Text provided |

# # # # # # #

Let’s say that we believe we can learn something more about what literary critics call “authorial style” or “genre” by quantitative work. We want to say what that “more” is. We assemble a community of experts, convening a panel of early modernists to identify 10 plays that they feel are comedies based on prevailing definitions (they end in marriage), and 10 they feel are tragedies (a high born hero falls hard). To test these classifications, we randomly ask others in the profession (who were not on the panel) to sort these 20 plays into comedies and tragedies and see how far they diverge from the classifications of our initial panel. That subsequent sorting matches the first one, so we start to treat these labels (comedy/tragedy) as “ground truths” generated by “domain experts.” Now assume that I take a computer program, it doesn’t matter what that program is, and ask for it to count things in these plays and come up with a “recipe” for each genre as identified by our experts. The computer is able to do so, and the recipes make sense to us. (Trivially: comedies are filled with words about love, for example, while tragedies use more words that indicate pain or suffering.) A further twist: because we have an unlimited, thought-experiment budget, we decide to put dozens of early modernists into MRI machines and measure the activity in their brains while they are reading any of these 20 plays. After studying the brain activity of these machine-bound early modernists, we realize that there is a distinctive pattern of brain activity that corresponds with what our domain experts have called “comedies” and “tragedies.” When someone reads a comedy, regions A, B and C become active, whereas when a person reads tragedies, regions C, D, E, and F become active. These patterns are reliably different and track exactly the generic differences between plays that our subjects are reading in the MRI machine.

# # # # # # #

To do |
In the thought experiment on literary genre, which brain regions become active when a person reads a tragedy?

Data records |
# # # # # # #

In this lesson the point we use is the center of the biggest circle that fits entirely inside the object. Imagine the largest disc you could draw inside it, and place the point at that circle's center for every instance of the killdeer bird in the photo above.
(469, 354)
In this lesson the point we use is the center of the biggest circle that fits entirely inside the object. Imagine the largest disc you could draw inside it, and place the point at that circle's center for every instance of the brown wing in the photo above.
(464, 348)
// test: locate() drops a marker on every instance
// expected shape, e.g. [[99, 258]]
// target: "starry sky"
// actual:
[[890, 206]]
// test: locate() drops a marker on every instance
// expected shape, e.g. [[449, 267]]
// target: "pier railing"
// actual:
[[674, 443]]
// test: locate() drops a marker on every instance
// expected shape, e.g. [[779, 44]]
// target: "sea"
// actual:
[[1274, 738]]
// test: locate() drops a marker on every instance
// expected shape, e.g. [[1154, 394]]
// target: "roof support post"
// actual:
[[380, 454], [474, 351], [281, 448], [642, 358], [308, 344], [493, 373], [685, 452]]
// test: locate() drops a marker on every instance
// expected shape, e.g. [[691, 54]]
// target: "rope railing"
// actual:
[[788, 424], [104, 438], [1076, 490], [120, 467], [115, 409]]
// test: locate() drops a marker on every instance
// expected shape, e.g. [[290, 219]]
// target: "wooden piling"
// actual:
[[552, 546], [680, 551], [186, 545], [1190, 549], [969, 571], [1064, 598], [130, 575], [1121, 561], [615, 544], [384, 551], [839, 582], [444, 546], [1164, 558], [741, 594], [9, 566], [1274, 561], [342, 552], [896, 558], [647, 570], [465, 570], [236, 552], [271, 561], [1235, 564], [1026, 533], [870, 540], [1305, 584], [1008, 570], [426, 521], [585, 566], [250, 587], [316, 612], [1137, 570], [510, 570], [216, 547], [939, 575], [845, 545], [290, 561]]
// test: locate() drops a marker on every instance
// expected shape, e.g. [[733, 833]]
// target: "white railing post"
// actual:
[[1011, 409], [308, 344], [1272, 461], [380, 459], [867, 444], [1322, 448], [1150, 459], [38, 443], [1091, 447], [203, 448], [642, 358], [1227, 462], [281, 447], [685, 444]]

# # # # # # #

Result of the task |
Regions C, D, E, and F